> Assigned task 1: Check each statement against the article on Clinton's foreign policy speech and answer yes or no, quoting the article's deciding words exactly: (a) Clinton gave the speech at the Council on Foreign Relations. (b) Clinton mentioned American aid after the floods in Pakistan. (c) Clinton said the United States would step back from leading in the new century.
> Assigned task 2: Pick up the article on Clinton's foreign policy speech after its final sentence and keep writing.

> Supplied text:
WASHINGTON – It was not quite as lofty as Madeleine K. Albright’s description of the United States as the world’s "indispensable nation," but Secretary of State Hillary Rodham Clinton came close to channeling her predecessor Wednesday in declaring a "new American moment."

In a speech meant to showcase the successes of the Obama administration’s foreign policy, Clinton emphatically reasserted the primacy of U.S. power in a dangerous world. Whether it is American aid after the floods in Pakistan or American brokering of the recently revived Middle East peace negotiations, she said, "the world is counting on us."

"After years of war and uncertainty," she said, "people are wondering what the future holds, at home and abroad. So let me say it clearly: The United States can, must, and will lead in this new century."

In an era of engagement and multilateralism, Clinton’s speech at the Council on Foreign Relations was almost a throwback – an unalloyed statement of American might. It seemed intended to send a bracing message during a tough election season in the United States, with President Barack Obama battling economic problems at home. But it also sent a strong message about Clinton herself.

Stored items
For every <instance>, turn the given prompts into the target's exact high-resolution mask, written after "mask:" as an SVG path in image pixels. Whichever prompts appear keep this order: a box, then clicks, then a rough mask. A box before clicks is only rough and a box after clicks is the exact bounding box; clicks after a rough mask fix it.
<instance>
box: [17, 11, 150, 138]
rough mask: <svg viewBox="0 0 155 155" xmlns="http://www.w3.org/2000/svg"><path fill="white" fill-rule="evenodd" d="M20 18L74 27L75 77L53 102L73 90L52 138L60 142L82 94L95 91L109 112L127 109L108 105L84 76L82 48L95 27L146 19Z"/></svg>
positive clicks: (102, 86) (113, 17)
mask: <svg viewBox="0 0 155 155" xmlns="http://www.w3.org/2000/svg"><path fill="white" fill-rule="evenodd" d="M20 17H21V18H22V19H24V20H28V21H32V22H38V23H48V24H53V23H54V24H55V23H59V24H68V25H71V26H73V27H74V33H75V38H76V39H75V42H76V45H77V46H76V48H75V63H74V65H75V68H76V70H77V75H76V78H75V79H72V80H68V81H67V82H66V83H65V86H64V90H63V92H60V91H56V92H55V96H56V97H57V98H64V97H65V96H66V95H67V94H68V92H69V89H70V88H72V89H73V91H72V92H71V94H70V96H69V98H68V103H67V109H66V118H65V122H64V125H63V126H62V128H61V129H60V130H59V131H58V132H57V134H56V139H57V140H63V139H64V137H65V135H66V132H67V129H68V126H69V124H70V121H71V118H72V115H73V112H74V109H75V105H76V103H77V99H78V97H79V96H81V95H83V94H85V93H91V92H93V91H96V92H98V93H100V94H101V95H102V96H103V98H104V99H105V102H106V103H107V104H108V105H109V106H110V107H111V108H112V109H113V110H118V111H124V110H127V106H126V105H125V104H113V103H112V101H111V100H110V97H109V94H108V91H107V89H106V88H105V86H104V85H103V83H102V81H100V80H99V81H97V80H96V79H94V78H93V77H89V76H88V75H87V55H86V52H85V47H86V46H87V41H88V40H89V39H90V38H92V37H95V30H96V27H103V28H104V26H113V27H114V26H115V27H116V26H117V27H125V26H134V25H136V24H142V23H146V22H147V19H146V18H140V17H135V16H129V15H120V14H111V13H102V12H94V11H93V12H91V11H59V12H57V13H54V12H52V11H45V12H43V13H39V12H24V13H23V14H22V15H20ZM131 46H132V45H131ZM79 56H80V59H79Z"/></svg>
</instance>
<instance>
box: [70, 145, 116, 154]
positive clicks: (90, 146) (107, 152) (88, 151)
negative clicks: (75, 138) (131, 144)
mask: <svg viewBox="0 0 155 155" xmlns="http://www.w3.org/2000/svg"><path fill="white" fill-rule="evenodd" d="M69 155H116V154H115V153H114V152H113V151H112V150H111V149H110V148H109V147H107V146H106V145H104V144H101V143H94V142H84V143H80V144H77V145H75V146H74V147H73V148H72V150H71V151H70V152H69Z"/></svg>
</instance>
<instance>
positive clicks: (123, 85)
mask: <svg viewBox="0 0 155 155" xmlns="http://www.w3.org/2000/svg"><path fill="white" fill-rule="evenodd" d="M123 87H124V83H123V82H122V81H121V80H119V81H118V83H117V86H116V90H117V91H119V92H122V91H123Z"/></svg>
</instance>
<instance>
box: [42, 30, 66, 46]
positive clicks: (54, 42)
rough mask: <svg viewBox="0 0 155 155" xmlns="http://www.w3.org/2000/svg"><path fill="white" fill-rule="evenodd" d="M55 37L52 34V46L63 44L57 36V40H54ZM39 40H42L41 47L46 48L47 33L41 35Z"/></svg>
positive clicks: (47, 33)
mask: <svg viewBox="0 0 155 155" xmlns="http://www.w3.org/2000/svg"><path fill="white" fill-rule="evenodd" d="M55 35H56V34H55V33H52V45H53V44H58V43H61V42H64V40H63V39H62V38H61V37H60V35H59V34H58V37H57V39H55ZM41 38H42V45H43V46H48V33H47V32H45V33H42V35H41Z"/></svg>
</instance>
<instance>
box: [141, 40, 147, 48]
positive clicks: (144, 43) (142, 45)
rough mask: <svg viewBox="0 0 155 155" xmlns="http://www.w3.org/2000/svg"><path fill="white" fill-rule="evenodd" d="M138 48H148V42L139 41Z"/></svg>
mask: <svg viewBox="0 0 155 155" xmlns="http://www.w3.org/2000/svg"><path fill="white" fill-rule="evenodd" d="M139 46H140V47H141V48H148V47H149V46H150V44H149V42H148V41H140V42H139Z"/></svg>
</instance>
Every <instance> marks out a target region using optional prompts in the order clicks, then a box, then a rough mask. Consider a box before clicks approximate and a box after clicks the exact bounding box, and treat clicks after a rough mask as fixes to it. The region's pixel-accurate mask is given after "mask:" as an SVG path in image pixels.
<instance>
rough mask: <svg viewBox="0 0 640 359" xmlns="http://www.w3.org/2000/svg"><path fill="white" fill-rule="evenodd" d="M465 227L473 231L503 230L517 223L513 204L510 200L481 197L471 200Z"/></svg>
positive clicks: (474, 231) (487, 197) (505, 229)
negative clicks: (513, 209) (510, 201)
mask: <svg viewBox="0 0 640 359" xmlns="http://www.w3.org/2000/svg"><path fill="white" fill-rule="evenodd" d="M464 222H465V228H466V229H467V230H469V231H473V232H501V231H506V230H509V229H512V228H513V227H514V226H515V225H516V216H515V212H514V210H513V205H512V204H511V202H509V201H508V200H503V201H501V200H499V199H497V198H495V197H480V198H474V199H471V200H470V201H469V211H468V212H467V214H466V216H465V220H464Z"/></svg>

> Response box 1:
(a) Yes: "Clinton’s speech at the Council on Foreign Relations"
(b) Yes: "American aid after the floods in Pakistan"
(c) No: "The United States can, must, and will lead in this new century."

> Response box 2:
Fourteen months ago, she stood before the same audience, her arm in a sling with a broken elbow, and spoke about the need for the United States to develop a "new mind-set about how America will use its power" – one based on partners and persuasion rather than raw force.

Today, as Clinton prepares to plunge into Middle East peacemaking, the talk of partnerships and persuasion is still there, but the emphasis of her speech was far more on the need for American leadership. She even dipped her toe into domestic politics, if only to argue that the swelling federal debt, and the bitter debate about it on Capitol Hill, threatened America’s standing abroad.

"It undermines our capacity to act in our own interests, and it does constrain us where constraint may be undesirable," she said. "It also sends a message of weakness internationally."

In the category of foreign policy achievements, Clinton said the administration had put U.S. relations with Russia on a new footing, deepened its dialogue with China and India, and masterminded a global response to Iran’s nuclear ambitions.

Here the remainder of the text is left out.